EXERCISE BRIEF.
Please copy word for word the part of the SQL foundations lesson between "The four levels, from" and "to work with.", inclusive.

READING PASSAGE.
Lesson 1

SQL Foundations (Databases, Tables, Rows, and Columns Explained)

Every SQL query you write targets a specific location inside a structured hierarchy. Before you can write a single SELECT statement, you need to understand that hierarchy — the four levels that organize all data in a relational database system. This lesson introduces those four levels, explains how they relate to each other, and shows how the SQL language is designed to navigate them.

The Four Levels of a SQL Database

A relational database system organizes data into four nested levels, each containing the next. You can think of them as stackable containers — like measuring cups that fit inside one another, each holding something more specific than the one surrounding it. When you query a database, your SQL statement must specify enough of this hierarchy for the database engine to locate exactly the data you are asking for.

The four levels, from outermost to innermost, are: the database, the table, the row, and the column.

Level 1 — The Database

The database is the outermost container. It is a named collection of related tables, managed as a unit by the database engine. A single database server can host dozens or hundreds of individual databases — one per application, one per client, or one per domain, depending on how the server is organized. When you connect to a database server using a tool like DBeaver, Beekeeper Studio, or HeidiSQL, one of the first things you specify is which database you want to work with.

The database named relationaldbdesign — shown at the top of the diagram — is the container for all the tables that store the data behind this website. Every table in this lesson's examples lives inside that database. In SQL, you reference the database in connection strings and, in some dialects, in fully qualified table names: relationaldbdesign.Customers.

Level 2 — The Table

Inside a database are one or more tables. A table is a named, two-dimensional structure that stores data about a single entity type — customers, products, orders, employees. The table named Customers stores data about customers. The table named Orders stores data about orders. Each table has its own structure, defined by its schema — the list of column names, data types, and constraints that determine what data the table can hold and how it is organized.

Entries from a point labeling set

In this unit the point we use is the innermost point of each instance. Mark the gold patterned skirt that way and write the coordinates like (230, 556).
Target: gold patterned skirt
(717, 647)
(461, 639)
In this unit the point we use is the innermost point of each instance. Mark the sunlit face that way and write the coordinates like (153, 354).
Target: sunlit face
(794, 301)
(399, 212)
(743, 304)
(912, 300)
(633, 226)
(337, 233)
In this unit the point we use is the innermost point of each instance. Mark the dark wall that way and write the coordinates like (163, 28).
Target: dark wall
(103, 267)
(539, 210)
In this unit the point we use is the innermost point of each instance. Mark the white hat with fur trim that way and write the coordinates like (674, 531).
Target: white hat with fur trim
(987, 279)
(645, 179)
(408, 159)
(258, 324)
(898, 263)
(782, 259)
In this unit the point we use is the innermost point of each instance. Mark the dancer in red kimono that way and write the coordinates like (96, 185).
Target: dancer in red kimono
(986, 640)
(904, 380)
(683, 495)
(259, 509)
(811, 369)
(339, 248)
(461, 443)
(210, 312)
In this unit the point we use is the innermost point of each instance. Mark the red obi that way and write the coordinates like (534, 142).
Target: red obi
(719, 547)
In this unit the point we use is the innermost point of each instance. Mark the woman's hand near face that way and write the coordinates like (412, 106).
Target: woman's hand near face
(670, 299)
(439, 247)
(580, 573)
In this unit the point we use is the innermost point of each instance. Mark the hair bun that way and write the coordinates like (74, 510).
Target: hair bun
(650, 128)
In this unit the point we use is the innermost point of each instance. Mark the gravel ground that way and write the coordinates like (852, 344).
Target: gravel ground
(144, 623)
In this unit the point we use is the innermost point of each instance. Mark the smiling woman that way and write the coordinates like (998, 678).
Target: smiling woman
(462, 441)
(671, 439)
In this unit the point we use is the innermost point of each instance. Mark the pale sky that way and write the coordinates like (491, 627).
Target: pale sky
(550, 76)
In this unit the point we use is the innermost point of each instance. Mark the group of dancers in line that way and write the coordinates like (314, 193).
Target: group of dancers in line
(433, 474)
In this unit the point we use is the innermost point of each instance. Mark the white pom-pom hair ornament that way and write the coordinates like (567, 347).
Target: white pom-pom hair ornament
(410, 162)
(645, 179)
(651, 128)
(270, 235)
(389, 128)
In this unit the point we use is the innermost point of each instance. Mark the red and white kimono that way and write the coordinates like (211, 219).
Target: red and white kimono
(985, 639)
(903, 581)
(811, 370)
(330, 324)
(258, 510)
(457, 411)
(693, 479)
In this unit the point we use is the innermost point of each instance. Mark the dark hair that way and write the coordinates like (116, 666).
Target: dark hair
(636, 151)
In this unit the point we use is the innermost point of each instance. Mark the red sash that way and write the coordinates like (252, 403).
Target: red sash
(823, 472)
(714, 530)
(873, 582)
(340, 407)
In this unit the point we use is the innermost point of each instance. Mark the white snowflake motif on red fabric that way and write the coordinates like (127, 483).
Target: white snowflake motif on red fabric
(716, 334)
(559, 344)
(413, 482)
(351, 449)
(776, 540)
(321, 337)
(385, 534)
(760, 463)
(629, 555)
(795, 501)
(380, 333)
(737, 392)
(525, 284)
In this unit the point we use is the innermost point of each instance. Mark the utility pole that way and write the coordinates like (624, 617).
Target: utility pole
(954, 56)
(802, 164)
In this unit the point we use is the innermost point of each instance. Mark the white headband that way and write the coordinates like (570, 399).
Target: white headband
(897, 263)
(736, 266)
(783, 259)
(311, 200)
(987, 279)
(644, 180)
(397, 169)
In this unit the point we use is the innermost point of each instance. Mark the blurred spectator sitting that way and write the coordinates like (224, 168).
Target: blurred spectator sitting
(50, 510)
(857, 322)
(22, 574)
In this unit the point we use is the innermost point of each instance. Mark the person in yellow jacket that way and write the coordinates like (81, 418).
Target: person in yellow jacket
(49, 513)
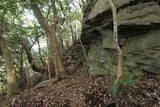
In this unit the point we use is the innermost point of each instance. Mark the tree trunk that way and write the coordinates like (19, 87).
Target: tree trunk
(11, 73)
(50, 31)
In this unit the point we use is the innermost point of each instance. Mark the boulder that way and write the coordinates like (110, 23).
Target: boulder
(139, 35)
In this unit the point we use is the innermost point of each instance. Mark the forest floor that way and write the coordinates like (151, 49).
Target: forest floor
(81, 89)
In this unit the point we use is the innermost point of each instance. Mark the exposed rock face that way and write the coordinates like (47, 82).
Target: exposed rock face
(139, 35)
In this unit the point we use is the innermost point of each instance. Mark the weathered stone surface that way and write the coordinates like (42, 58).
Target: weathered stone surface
(141, 14)
(139, 36)
(108, 39)
(141, 50)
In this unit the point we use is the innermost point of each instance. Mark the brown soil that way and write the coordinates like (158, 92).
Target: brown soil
(83, 90)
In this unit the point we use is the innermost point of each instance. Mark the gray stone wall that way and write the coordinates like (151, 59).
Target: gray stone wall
(139, 35)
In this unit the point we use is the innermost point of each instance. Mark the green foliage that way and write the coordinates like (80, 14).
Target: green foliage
(127, 81)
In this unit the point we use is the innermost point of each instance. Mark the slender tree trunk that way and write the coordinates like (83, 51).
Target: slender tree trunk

EXERCISE RESULT.
The four levels, from outermost to innermost, are: the database, the table, the row, and the column.

Level 1 — The Database

The database is the outermost container. It is a named collection of related tables, managed as a unit by the database engine. A single database server can host dozens or hundreds of individual databases — one per application, one per client, or one per domain, depending on how the server is organized. When you connect to a database server using a tool like DBeaver, Beekeeper Studio, or HeidiSQL, one of the first things you specify is which database you want to work with.